→ Complete the following:
A - Reproduce the workshop announcement word for word from "Workshop at CLIB" to "and infrastructure support.".
B - According to the workshop announcement, what do the four letters of FAIR stand for?
C - Extend the workshop announcement, picking up after its final line.

→ Provided passage:
FAIR Language Resources in NLP: Stewardship, Reuse and Long-Term Sustainability

Workshop at CLIB 2026 (Satellite Event organised by FOCUS ERA Chair)

📍 Sofia, Bulgaria

🗓 7 September 2026

Language resources are the foundation of linguistic research and NLP. Corpora, lexicons, annotated datasets, benchmarks, and models are produced at an unprecedented pace. Yet their long-term stewardship, interoperability, and reuse remain inconsistent and often fragile. Rapid creation has outpaced sustainable design.

This workshop aims to bring together researchers, infrastructure providers, data stewards, and policy actors who are committed to building durable language resource ecosystems. We aim to address the pressing challenges of sustaining datasets used in linguistic research and in the development of NLP systems—from documentation and versioning to governance, licensing, and infrastructure support.

The workshop will explore how FAIR principles (Findable, Accessible, Interoperable, Reusable) can be meaningfully operationalised for language resources in NLP and computational linguistics.

Call for Papers (CFP)

→ Dataset entries:
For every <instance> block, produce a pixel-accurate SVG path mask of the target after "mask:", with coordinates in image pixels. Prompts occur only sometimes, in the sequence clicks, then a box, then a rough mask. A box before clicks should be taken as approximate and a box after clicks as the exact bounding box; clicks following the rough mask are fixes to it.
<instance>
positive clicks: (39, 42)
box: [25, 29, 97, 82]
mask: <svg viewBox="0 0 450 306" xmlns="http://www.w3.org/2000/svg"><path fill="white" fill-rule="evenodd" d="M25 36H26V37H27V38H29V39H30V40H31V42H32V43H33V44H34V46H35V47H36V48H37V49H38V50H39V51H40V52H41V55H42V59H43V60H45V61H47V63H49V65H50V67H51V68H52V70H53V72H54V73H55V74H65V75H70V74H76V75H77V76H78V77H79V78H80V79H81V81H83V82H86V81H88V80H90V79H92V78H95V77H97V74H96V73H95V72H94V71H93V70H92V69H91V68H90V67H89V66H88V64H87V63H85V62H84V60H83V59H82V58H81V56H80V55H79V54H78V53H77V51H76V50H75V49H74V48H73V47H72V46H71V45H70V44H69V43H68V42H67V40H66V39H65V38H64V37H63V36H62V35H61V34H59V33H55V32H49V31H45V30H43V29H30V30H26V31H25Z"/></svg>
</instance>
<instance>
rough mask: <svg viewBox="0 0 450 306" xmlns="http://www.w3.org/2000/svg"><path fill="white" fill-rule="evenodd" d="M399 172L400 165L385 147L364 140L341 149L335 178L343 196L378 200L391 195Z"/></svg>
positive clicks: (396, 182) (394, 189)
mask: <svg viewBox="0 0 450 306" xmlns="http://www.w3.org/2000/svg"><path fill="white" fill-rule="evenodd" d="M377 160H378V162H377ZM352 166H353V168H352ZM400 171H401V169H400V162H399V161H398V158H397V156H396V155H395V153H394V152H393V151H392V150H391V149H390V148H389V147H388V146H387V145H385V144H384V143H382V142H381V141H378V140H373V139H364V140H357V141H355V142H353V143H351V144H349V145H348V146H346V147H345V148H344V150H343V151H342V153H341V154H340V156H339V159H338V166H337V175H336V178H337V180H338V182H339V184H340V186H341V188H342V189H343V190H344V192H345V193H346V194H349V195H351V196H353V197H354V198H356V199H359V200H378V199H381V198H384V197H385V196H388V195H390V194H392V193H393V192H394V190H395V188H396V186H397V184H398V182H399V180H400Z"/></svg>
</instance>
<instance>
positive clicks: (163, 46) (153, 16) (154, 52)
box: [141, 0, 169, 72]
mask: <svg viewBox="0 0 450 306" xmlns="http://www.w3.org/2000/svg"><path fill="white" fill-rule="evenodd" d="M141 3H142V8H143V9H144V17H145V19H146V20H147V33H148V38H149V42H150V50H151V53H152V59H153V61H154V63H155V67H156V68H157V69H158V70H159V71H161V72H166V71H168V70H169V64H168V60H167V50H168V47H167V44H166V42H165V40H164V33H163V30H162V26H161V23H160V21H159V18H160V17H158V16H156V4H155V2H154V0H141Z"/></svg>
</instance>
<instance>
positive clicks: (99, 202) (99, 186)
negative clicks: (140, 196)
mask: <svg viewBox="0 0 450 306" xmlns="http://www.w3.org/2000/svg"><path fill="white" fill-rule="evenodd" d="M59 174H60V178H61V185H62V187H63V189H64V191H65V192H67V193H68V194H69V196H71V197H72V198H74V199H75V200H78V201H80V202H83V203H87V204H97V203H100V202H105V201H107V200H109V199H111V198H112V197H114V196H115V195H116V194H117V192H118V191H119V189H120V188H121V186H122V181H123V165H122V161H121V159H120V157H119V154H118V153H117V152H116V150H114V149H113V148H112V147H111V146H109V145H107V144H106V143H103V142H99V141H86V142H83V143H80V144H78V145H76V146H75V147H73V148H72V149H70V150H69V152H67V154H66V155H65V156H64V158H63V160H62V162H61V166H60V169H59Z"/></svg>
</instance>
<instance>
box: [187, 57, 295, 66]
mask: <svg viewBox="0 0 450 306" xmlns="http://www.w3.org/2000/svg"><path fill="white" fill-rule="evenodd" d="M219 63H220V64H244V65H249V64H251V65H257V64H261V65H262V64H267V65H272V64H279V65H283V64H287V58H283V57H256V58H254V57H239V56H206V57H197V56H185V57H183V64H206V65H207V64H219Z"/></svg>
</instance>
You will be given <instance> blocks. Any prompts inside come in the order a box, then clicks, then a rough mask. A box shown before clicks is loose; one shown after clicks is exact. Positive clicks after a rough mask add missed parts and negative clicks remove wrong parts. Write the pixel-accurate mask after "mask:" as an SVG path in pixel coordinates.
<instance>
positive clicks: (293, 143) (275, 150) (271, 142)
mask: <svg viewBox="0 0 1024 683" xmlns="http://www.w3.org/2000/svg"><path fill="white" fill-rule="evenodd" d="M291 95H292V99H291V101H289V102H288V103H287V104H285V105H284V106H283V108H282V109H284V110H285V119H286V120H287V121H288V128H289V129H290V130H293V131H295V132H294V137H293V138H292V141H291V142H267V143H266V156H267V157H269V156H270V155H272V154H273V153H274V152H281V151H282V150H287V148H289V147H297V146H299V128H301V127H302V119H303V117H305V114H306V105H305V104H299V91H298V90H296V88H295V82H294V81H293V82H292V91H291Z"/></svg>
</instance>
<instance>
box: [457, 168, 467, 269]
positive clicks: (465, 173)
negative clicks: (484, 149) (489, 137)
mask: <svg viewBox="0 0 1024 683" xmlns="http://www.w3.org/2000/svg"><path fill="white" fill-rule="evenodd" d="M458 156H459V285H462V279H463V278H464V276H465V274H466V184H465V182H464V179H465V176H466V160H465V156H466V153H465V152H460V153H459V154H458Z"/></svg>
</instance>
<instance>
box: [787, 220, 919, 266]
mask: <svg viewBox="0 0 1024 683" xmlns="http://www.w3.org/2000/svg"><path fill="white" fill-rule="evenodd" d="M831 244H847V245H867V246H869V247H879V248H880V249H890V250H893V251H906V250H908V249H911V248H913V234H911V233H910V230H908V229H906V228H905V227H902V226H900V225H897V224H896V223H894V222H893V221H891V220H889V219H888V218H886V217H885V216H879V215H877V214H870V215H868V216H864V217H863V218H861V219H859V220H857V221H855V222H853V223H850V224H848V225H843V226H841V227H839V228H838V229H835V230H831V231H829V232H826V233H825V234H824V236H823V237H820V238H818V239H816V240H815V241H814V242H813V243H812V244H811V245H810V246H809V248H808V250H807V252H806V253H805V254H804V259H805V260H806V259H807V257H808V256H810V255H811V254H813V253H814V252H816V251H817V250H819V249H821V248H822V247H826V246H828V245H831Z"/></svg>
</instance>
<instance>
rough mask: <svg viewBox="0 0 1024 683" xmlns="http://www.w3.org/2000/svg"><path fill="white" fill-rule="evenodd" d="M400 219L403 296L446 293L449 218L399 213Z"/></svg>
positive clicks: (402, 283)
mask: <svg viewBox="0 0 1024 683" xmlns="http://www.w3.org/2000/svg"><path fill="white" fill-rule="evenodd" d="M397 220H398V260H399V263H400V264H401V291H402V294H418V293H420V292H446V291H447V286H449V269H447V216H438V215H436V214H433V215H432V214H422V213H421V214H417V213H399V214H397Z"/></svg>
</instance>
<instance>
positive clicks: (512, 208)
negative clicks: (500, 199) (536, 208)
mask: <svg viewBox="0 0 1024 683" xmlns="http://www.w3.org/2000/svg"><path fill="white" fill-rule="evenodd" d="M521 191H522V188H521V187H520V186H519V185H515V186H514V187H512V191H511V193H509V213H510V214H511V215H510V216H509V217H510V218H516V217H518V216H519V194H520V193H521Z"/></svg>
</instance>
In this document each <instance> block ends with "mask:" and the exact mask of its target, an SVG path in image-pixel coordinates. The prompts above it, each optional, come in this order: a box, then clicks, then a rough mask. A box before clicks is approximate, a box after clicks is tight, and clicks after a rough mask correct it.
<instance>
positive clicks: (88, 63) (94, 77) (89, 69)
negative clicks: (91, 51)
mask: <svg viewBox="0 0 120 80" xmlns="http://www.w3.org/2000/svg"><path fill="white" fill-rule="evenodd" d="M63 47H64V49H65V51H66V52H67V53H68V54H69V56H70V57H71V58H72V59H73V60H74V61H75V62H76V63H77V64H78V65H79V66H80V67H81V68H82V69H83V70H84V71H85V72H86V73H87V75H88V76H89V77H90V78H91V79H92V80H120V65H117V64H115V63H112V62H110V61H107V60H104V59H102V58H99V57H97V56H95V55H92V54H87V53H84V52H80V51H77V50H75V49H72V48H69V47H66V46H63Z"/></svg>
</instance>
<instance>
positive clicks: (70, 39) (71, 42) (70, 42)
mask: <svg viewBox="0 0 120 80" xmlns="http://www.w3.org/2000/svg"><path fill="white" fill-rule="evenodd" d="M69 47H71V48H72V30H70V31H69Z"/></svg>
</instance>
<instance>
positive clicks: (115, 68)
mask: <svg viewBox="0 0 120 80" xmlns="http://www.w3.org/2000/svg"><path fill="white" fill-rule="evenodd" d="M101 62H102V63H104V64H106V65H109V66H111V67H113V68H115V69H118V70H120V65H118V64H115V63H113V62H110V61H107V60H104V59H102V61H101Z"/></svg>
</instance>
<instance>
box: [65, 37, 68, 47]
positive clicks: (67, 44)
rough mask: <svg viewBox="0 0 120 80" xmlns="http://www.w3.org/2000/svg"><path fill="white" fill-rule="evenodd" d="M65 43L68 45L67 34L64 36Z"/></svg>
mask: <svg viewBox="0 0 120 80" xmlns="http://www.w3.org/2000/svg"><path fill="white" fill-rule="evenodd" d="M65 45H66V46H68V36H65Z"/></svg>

→ Numbered answers:
A -
Workshop at CLIB 2026 (Satellite Event organised by FOCUS ERA Chair)

📍 Sofia, Bulgaria

🗓 7 September 2026

Language resources are the foundation of linguistic research and NLP. Corpora, lexicons, annotated datasets, benchmarks, and models are produced at an unprecedented pace. Yet their long-term stewardship, interoperability, and reuse remain inconsistent and often fragile. Rapid creation has outpaced sustainable design.

This workshop aims to bring together researchers, infrastructure providers, data stewards, and policy actors who are committed to building durable language resource ecosystems. We aim to address the pressing challenges of sustaining datasets used in linguistic research and in the development of NLP systems—from documentation and versioning to governance, licensing, and infrastructure support.

B - Findable, Accessible, Interoperable, Reusable.

C -
We invite short papers (4–6 pages) presenting original work, position papers, case studies, tools, infrastructure approaches, and critical reflections related to FAIR and sustainable language resources.

The submissions should use the CLIB template. Please use the final submission template. Submissions to the workshop are not anonymous.

Topics of Interest

1. Technical Foundations

Designing language resources so they are interoperable, transparent, and structurally reusable.

  • Domain-specific FAIR implementation strategies for corpora, lexicons, datasets, and models
  • Metadata, paradata, and annotation transparency frameworks
  • Repository architectures and infrastructure design for linguistic data

2. Lifecycle & Reuse

  • Ensuring language resources remain usable, traceable, and measurable across research cycles.
  • From raw data to FAIR-ready assets: preprocessing, cleaning, and quality assurance workflows
  • Documentation, versioning, and provenance tracking for evolving resources
  • Persistent identifiers and citation mechanisms for language datasets
  • Methods for tracking, measuring, and evidencing reuse
  • Critical reflections and lessons learned from implementation challenges
  • Replicability of the experiments over the language resources


3. Policy & Sustainability

Creating the institutional and legal conditions that allow language resources to endure.

  • Legal, ethical, and licensing considerations in sharing and reusing language data
  • Governance structures and sustainability models beyond project funding

Submission Guidelines

Length: 4–6 pages (excluding references)

All submissions will undergo peer review by the Programme Committee. Each paper will be reviewed by at least two reviewers.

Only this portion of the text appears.